Stored data:
══════════
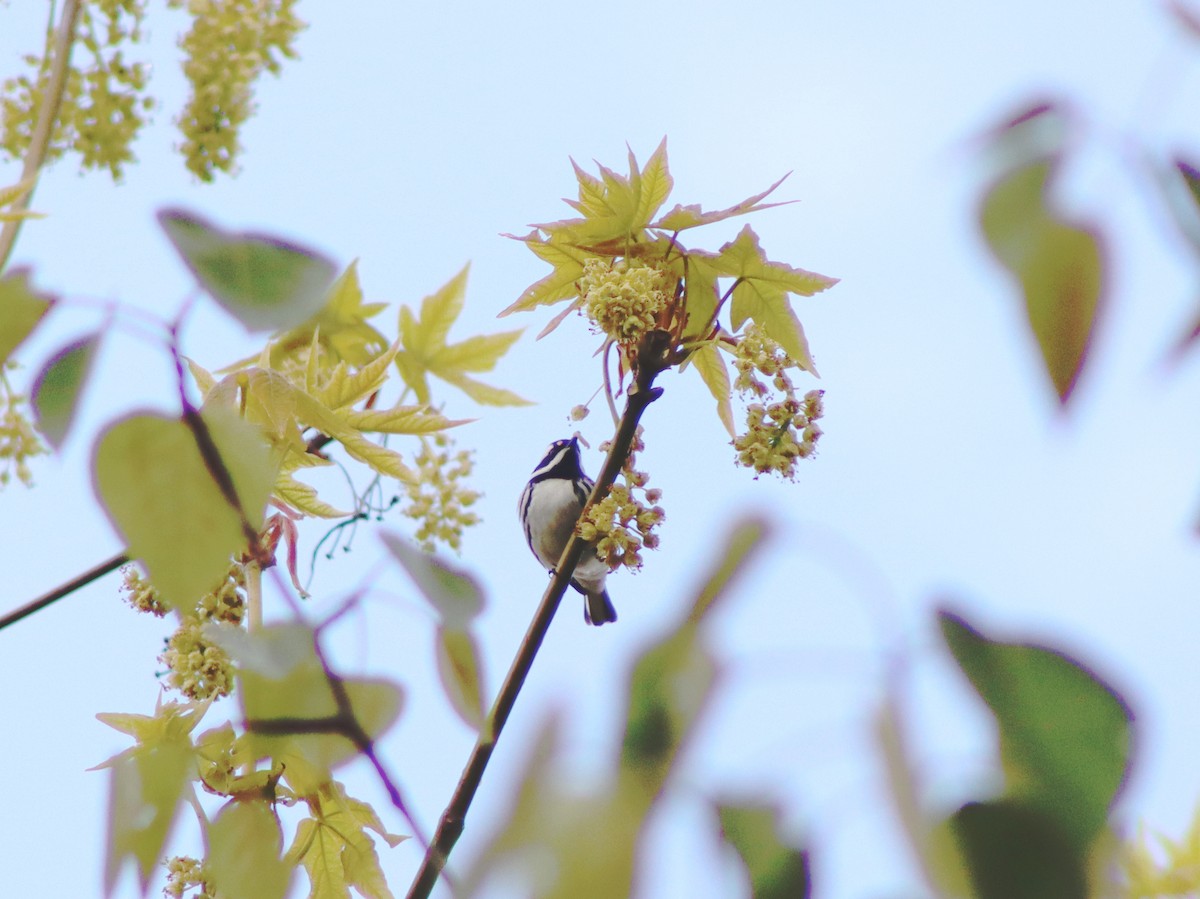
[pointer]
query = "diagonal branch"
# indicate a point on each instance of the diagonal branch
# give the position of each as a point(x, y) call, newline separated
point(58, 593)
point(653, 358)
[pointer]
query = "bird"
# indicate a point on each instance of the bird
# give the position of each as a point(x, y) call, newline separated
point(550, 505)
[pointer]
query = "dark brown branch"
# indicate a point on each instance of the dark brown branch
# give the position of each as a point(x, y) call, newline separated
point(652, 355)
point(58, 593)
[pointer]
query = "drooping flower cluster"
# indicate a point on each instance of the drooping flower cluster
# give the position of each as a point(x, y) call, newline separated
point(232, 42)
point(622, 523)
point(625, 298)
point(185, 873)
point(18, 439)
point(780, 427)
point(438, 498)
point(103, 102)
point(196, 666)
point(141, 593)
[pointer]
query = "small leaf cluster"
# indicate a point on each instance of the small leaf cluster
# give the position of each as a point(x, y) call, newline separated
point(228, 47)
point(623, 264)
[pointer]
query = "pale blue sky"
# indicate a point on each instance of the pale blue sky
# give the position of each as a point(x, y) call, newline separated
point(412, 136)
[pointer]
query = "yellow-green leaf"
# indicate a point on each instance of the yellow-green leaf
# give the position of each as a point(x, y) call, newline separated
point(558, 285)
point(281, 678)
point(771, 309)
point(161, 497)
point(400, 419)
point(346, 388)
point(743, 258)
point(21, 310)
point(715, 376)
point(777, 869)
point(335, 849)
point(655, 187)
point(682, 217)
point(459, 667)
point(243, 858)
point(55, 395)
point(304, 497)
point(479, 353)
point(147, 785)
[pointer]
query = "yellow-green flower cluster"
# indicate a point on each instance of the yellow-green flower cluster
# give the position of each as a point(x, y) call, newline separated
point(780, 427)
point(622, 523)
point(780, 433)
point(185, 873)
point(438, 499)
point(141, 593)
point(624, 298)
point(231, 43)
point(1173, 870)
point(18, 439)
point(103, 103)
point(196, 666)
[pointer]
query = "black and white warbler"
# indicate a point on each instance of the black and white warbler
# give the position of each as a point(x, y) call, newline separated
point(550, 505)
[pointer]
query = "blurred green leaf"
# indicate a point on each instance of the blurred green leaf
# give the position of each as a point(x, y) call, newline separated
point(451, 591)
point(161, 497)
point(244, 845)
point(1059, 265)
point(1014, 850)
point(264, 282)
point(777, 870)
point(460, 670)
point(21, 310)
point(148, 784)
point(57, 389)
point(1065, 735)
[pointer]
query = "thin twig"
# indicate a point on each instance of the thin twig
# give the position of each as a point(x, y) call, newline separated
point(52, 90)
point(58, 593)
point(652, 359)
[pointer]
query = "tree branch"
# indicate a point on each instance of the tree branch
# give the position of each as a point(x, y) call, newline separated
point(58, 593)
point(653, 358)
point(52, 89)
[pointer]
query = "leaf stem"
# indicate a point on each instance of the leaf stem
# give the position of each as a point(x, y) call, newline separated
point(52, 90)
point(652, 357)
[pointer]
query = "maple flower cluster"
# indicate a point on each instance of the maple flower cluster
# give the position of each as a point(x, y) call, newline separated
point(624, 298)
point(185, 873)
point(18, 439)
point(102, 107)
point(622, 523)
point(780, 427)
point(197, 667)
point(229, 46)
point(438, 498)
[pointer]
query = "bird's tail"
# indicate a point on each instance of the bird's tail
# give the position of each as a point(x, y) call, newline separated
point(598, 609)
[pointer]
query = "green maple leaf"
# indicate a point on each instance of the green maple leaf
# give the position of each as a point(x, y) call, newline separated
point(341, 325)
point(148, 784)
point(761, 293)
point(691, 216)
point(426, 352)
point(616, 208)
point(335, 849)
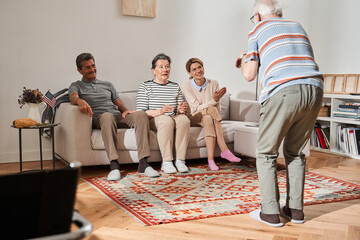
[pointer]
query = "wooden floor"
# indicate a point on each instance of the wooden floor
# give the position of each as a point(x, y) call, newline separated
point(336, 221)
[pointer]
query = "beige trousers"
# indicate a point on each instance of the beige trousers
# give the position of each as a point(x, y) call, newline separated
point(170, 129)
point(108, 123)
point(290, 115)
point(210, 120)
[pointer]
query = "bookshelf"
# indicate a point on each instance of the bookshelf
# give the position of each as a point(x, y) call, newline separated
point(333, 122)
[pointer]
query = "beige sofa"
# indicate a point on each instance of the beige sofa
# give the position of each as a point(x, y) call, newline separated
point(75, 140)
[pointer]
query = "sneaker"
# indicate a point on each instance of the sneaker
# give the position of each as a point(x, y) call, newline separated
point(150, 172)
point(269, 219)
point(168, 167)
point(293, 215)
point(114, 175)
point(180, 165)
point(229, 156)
══════════
▸ **AIM OF THE EXERCISE**:
Repeat the material above word for word, please, apart from its images.

▸ **RESULT**:
[pointer]
query = "diagonal branch"
# indicate a point on each instance of the diagonal branch
# give the position of each as a point(x, y) call, newline separated
point(58, 593)
point(653, 358)
[pointer]
query = "bird"
# indicate a point on each instance of the bird
# give the position of each as a point(x, y) call, newline separated
point(550, 505)
[pointer]
query = "dark brown branch"
# indicate a point on each instance of the dark brown branch
# give the position of each as a point(x, y) call, newline separated
point(652, 355)
point(58, 593)
[pointer]
query = "drooping flower cluster"
# indicate a point on each instance of the drooping flower cluster
# give the position of each as a point(x, y) call, newline separated
point(232, 42)
point(622, 523)
point(625, 298)
point(185, 873)
point(18, 439)
point(780, 427)
point(438, 498)
point(103, 102)
point(196, 666)
point(141, 593)
[pointer]
query = "small leaf cluster"
# indicate a point on each instance of the small leaf cluster
# give the position of each as a point(x, y) call, newline separated
point(228, 47)
point(623, 264)
[pointer]
query = "pale blue sky"
# indicate a point on each instance of the pale blue sky
# give the position of each as a point(x, y) call, newline separated
point(412, 136)
[pointer]
query = "yellow-green leaf"
# indicate a point on each instance of the yellow-green leaf
# give the position of each as a point(x, y) call, newline separated
point(558, 285)
point(281, 678)
point(771, 309)
point(161, 497)
point(400, 419)
point(346, 388)
point(743, 258)
point(21, 310)
point(715, 376)
point(777, 869)
point(335, 849)
point(655, 187)
point(682, 217)
point(459, 667)
point(243, 858)
point(55, 395)
point(304, 497)
point(479, 353)
point(147, 785)
[pointer]
query = "yellow-green flower cluster"
# indicate a point on each instance of the yellow-green flower cluster
# give the position of each as a point(x, y) call, newline separated
point(780, 427)
point(622, 523)
point(780, 433)
point(185, 873)
point(438, 499)
point(141, 593)
point(624, 298)
point(231, 43)
point(1173, 870)
point(18, 439)
point(103, 103)
point(196, 666)
[pointer]
query = "black and white warbler"
# indicate a point on each instance of the black and white warbler
# give the position of each as a point(x, y) call, newline separated
point(550, 505)
[pointer]
query = "blurred green leaf"
# indicate a point on each instance of the blurred green leaf
# give the position of each as a point(x, y) call, newline separated
point(451, 591)
point(161, 497)
point(244, 845)
point(1059, 265)
point(1014, 850)
point(264, 282)
point(777, 870)
point(460, 670)
point(21, 310)
point(148, 784)
point(57, 389)
point(1065, 735)
[pointer]
query = "thin twig"
# indicate a point on each instance of the thin twig
# give the position of each as a point(x, y) call, newline separated
point(52, 90)
point(58, 593)
point(652, 359)
[pointer]
query = "tree branch"
# indicate a point on each instance of the tree branch
# give the position of each as a point(x, y) call, newline separated
point(58, 593)
point(653, 358)
point(52, 89)
[pointer]
query = "leaf stem"
# indicate a point on each instance of the leaf stem
# give the position of each as a point(x, y) call, newline separated
point(52, 90)
point(652, 357)
[pointer]
query = "maple flower cluster"
# indicate a point on each instance of the maple flower cluster
# give the position of each as a point(x, y) call, newline separated
point(624, 298)
point(185, 873)
point(18, 439)
point(102, 107)
point(622, 523)
point(780, 427)
point(197, 667)
point(229, 46)
point(438, 498)
[pointer]
query = "bird's tail"
# indicate a point on each instance of the bird's tail
# give the position of each as a point(x, y) call, newline separated
point(598, 609)
[pointer]
query = "green maple leaf"
# indicate a point on each instance of the green maple leaf
# give the position of each as a point(x, y) call, newline separated
point(341, 325)
point(148, 784)
point(761, 293)
point(691, 216)
point(426, 352)
point(616, 208)
point(335, 849)
[pointer]
query = "wooden floor"
# indicate a point on each instance of the wooden floor
# give the position of each as a point(x, y) call, newline separated
point(336, 221)
[pointer]
query = "beige trousers"
# indicate a point on each instance of the beige trousers
# give the position of each as a point(x, y) call, newline separated
point(170, 129)
point(108, 123)
point(290, 115)
point(210, 120)
[pointer]
query = "bookshelf"
# indicate a point on each instance of the bookshelf
# give the position of each as a point(x, y) call, newline separated
point(333, 122)
[pointer]
query = "beige sofa"
# indicate a point on each instance of the beige sofa
# give the position of each as a point(x, y) call, newline separated
point(75, 140)
[pointer]
query = "sneaker"
# indicate a point on each instance of the sneaker
# give the position of each as a point(x, y) call, newline separated
point(150, 172)
point(269, 219)
point(168, 167)
point(293, 215)
point(114, 175)
point(180, 165)
point(229, 156)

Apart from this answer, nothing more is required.